#### The problem
Everything from the line containing "locate white lower" through the final line of the records must be transcribed verbatim; nothing else belongs in the result.

#### Material for this task

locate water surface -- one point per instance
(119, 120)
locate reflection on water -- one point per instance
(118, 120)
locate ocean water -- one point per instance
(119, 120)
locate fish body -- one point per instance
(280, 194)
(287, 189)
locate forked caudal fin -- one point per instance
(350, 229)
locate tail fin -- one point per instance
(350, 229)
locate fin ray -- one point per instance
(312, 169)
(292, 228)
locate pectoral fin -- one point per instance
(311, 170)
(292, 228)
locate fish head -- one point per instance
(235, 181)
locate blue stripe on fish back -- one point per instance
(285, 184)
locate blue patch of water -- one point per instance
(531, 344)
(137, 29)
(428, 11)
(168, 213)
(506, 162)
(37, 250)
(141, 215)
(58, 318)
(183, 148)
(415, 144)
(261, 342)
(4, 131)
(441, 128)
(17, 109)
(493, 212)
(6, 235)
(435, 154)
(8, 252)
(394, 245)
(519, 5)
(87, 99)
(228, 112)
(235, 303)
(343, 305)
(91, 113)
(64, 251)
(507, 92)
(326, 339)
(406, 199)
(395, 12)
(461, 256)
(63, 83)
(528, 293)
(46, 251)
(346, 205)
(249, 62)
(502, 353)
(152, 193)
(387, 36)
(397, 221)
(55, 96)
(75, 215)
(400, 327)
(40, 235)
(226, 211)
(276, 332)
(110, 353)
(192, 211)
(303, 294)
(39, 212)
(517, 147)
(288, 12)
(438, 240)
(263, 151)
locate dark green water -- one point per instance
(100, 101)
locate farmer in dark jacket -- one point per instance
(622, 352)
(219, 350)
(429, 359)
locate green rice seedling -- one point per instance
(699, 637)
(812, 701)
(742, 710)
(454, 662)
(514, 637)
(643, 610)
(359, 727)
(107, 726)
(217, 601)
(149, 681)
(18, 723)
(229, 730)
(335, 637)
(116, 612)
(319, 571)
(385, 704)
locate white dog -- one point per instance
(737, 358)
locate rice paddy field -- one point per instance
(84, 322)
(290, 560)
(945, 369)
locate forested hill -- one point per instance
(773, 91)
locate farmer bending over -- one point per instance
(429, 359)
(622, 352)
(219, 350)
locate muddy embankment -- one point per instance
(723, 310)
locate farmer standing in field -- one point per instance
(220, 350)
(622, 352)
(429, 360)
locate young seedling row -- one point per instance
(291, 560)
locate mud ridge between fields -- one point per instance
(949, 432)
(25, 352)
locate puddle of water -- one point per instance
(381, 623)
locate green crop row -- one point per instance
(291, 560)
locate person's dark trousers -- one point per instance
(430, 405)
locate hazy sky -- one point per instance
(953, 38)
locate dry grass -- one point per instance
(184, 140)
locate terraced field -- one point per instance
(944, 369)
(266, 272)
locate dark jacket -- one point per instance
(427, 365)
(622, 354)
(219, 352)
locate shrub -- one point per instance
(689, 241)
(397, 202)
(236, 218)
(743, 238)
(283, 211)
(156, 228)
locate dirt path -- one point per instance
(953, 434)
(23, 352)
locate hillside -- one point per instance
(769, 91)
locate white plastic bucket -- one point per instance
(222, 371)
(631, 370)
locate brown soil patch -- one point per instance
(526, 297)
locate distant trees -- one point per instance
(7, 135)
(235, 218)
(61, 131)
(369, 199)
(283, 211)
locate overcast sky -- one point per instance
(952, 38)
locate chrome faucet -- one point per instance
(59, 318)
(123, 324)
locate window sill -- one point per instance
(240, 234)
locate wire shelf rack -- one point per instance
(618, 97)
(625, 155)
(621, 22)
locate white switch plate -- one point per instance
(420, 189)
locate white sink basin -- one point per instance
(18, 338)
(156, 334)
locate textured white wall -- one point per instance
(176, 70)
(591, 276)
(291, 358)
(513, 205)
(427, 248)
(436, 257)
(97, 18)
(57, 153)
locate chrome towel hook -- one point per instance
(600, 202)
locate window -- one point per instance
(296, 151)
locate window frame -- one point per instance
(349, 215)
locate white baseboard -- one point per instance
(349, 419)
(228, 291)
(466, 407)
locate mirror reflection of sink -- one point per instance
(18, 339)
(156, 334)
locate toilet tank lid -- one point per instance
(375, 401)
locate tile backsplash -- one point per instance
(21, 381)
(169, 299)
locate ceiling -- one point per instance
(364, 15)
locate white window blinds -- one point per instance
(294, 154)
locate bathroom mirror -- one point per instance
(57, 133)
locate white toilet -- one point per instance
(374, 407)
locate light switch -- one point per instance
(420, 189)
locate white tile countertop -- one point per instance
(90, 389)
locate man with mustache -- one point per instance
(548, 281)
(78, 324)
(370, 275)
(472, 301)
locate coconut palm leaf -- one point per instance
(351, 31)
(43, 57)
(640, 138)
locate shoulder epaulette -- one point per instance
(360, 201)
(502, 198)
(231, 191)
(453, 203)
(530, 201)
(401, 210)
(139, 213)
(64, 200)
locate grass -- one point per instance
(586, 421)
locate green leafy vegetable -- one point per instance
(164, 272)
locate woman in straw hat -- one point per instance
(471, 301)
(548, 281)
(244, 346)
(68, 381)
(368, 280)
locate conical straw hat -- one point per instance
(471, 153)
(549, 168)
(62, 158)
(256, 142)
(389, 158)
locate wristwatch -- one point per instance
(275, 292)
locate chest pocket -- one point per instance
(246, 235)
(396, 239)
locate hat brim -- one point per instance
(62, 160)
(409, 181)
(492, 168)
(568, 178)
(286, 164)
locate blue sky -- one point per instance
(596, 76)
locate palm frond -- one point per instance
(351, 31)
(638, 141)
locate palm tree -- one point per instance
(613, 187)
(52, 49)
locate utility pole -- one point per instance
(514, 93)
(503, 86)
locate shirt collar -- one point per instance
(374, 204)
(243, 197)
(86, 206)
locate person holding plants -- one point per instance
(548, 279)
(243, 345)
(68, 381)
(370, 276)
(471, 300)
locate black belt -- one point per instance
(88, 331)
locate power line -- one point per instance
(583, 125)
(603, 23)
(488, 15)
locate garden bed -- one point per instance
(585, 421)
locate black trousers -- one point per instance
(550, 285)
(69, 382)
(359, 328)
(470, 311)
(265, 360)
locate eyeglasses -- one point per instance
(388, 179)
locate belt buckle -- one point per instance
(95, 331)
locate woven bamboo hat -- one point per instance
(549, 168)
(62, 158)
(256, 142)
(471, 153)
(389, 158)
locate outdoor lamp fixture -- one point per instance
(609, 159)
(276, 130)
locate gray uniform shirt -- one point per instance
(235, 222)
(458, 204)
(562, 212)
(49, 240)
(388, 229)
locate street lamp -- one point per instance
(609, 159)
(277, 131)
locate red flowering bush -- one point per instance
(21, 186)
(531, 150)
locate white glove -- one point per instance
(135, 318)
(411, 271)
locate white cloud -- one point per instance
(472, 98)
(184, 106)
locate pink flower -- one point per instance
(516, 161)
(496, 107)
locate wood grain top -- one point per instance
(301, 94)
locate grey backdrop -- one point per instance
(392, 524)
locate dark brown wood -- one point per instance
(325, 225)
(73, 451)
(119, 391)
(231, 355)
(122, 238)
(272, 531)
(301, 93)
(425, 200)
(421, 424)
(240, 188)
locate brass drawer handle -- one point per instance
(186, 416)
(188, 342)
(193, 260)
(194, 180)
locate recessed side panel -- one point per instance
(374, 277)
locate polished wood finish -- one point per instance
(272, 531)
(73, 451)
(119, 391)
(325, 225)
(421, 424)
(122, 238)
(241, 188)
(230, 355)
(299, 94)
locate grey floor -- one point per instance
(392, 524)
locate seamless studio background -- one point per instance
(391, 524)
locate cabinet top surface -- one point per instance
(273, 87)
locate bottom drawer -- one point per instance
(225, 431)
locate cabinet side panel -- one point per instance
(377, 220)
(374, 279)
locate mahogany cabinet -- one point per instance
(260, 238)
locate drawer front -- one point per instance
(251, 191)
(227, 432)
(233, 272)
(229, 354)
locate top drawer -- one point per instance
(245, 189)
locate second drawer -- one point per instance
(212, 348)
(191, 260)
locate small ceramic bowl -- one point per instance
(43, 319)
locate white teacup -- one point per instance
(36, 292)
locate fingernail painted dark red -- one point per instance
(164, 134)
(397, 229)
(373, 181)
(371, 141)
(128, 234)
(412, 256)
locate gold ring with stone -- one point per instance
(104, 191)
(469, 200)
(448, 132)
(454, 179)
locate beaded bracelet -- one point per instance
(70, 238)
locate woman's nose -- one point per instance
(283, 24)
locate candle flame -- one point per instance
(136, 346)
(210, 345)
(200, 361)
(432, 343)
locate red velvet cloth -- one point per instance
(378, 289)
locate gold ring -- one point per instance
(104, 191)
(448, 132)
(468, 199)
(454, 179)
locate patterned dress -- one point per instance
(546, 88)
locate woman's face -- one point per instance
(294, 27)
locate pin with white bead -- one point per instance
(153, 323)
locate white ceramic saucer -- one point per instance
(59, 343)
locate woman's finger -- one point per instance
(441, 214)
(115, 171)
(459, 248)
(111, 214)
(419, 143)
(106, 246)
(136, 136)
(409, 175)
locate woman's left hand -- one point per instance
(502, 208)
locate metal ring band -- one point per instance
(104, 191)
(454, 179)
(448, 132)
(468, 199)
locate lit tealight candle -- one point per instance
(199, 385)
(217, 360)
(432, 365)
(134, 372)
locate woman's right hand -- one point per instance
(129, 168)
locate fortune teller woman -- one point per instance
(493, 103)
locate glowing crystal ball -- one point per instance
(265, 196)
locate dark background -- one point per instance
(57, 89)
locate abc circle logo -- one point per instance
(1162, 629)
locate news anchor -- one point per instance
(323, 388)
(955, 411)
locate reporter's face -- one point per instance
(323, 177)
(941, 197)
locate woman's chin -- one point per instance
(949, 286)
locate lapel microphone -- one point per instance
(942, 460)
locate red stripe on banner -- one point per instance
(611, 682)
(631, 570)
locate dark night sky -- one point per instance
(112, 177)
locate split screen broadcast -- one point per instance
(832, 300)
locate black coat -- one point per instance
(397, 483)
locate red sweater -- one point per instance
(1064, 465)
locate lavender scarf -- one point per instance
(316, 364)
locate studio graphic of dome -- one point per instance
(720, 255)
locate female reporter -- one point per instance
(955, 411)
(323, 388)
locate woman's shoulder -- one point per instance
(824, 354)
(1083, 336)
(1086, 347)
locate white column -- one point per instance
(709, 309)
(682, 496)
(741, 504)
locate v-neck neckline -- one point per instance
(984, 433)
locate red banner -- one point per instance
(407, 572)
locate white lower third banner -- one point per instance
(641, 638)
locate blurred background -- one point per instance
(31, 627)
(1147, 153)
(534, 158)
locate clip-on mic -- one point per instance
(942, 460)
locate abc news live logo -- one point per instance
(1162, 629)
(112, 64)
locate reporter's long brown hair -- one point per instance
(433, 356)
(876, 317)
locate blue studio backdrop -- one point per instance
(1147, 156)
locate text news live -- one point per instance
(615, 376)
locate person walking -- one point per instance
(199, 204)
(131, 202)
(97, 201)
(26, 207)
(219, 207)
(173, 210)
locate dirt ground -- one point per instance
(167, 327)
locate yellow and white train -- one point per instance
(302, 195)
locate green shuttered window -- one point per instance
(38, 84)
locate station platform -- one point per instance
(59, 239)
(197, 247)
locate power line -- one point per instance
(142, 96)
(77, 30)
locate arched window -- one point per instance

#### Response
locate white lower third banner -- one point per instance
(641, 638)
locate blurred background -- one point per instance
(31, 627)
(1147, 153)
(534, 158)
locate clip-on mic -- one point per instance
(942, 460)
locate abc news live logo -- one point per instance
(1162, 629)
(112, 64)
locate reporter's long brown hair -- one point per instance
(433, 356)
(876, 317)
locate blue studio backdrop -- one point per instance
(1147, 156)
locate text news live -- one point per instance
(615, 376)
locate person walking -- one point per instance
(199, 204)
(131, 202)
(97, 201)
(26, 207)
(219, 207)
(173, 210)
locate dirt ground -- one point per instance
(167, 327)
locate yellow and white train -- one point per instance
(302, 195)
locate green shuttered window -- one point per instance
(38, 84)
locate station platform -- one point per instance
(59, 239)
(197, 247)
locate power line -- one point per instance
(142, 96)
(77, 30)
locate arched window -- one point per instance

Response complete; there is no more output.